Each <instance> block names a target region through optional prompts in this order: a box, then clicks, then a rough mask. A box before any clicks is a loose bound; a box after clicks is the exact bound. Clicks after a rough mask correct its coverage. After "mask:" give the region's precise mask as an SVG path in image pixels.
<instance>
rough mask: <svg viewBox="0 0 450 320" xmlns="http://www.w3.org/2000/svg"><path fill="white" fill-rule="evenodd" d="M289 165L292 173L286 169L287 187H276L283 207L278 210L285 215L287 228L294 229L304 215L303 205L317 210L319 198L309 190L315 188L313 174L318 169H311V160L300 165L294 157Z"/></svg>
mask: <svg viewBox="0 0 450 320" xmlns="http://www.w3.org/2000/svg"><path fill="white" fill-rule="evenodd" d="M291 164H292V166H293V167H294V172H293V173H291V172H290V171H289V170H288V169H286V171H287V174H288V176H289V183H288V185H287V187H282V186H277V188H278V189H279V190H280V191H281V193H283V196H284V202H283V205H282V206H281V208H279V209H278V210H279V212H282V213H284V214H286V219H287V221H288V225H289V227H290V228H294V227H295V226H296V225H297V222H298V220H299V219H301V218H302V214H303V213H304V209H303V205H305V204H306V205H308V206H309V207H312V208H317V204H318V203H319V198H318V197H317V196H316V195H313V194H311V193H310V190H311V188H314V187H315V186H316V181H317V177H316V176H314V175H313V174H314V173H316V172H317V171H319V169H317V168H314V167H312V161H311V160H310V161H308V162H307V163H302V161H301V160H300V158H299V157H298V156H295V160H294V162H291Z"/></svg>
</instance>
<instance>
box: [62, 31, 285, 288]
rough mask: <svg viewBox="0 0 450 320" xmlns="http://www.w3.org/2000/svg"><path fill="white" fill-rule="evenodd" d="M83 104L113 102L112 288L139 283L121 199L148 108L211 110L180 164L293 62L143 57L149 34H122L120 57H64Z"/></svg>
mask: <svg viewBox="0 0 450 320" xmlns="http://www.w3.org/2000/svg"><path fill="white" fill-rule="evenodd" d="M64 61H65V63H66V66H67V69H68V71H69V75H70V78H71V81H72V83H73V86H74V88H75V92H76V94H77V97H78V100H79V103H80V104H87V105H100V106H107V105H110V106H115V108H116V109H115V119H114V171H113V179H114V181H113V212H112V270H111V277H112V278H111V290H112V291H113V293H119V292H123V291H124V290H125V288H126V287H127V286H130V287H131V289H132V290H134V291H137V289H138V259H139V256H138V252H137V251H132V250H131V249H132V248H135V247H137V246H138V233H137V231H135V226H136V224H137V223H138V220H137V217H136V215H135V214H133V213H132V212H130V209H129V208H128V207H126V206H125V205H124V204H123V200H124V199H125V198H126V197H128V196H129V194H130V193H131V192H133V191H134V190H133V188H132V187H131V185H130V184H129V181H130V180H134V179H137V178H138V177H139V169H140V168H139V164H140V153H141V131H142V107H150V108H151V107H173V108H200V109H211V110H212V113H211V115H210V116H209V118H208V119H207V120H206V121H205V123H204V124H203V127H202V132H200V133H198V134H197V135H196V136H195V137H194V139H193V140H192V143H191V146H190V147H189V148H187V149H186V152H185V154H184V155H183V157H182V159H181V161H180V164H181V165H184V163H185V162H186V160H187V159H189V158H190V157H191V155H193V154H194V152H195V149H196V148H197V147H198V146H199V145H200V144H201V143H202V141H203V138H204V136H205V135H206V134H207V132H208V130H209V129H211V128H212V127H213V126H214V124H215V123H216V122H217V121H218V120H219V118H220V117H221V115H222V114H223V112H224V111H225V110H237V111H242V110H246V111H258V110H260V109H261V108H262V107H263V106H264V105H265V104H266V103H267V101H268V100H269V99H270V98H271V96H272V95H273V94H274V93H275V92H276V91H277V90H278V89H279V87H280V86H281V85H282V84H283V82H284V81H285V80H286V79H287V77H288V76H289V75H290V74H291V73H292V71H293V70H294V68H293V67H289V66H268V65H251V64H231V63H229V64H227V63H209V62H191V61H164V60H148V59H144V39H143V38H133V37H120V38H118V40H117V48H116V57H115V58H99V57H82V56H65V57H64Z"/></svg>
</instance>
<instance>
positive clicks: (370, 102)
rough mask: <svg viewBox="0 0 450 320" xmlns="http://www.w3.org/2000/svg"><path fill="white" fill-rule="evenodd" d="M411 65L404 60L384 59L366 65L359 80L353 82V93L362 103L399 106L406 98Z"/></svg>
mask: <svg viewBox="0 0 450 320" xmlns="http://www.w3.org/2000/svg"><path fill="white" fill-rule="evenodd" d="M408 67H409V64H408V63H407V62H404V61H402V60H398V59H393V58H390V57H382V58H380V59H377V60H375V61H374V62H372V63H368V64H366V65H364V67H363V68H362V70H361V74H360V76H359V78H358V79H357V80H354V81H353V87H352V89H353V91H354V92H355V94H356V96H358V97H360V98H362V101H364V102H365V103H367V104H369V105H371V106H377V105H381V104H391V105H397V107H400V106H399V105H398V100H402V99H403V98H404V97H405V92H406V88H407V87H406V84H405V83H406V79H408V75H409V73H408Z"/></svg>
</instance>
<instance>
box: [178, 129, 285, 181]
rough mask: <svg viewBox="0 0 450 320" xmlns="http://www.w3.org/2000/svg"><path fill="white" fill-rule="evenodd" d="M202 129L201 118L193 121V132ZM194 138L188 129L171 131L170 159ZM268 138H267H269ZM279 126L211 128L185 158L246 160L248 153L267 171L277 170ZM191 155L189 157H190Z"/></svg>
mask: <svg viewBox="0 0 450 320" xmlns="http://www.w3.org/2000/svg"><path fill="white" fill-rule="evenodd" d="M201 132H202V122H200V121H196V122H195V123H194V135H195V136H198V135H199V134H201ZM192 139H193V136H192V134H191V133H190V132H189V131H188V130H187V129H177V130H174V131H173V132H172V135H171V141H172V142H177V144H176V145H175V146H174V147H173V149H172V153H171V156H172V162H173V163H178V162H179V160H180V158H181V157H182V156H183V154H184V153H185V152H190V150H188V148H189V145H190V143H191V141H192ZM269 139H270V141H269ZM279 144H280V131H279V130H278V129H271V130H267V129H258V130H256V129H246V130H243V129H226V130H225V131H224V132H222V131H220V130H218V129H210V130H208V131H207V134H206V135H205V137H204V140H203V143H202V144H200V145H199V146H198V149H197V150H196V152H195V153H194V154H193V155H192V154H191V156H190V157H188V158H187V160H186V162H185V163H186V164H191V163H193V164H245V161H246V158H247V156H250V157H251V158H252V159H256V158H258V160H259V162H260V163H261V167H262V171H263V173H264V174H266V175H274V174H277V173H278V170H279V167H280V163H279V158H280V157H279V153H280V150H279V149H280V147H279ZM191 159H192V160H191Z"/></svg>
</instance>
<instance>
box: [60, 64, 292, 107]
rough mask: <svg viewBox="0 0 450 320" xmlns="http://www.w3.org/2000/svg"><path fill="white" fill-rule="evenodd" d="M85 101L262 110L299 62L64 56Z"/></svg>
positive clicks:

> WORK TO COMPLETE: Here the job is to set down exactly the lines of the material above that fall between the one with "positive clicks: (370, 102)" and the one with "box: [178, 129, 285, 181]", inclusive, and nothing beyond them.

> WRITTEN REPLY:
positive clicks: (370, 102)
rough mask: <svg viewBox="0 0 450 320" xmlns="http://www.w3.org/2000/svg"><path fill="white" fill-rule="evenodd" d="M411 65L404 60L384 59L366 65L359 80L353 82V93L362 103L399 106L406 98Z"/></svg>
mask: <svg viewBox="0 0 450 320" xmlns="http://www.w3.org/2000/svg"><path fill="white" fill-rule="evenodd" d="M408 67H409V64H408V63H407V62H404V61H402V60H398V59H393V58H390V57H382V58H380V59H377V60H375V61H374V62H372V63H368V64H366V65H364V67H363V68H362V70H361V74H360V76H359V78H358V79H357V80H354V81H353V87H352V89H353V91H354V92H355V94H356V96H358V97H360V98H362V101H364V102H365V103H367V104H369V105H371V106H377V105H381V104H391V105H397V107H400V106H399V105H398V100H402V99H403V98H404V97H405V92H406V88H407V87H406V84H405V83H406V79H408V75H409V73H408Z"/></svg>
</instance>
<instance>
box: [178, 129, 285, 181]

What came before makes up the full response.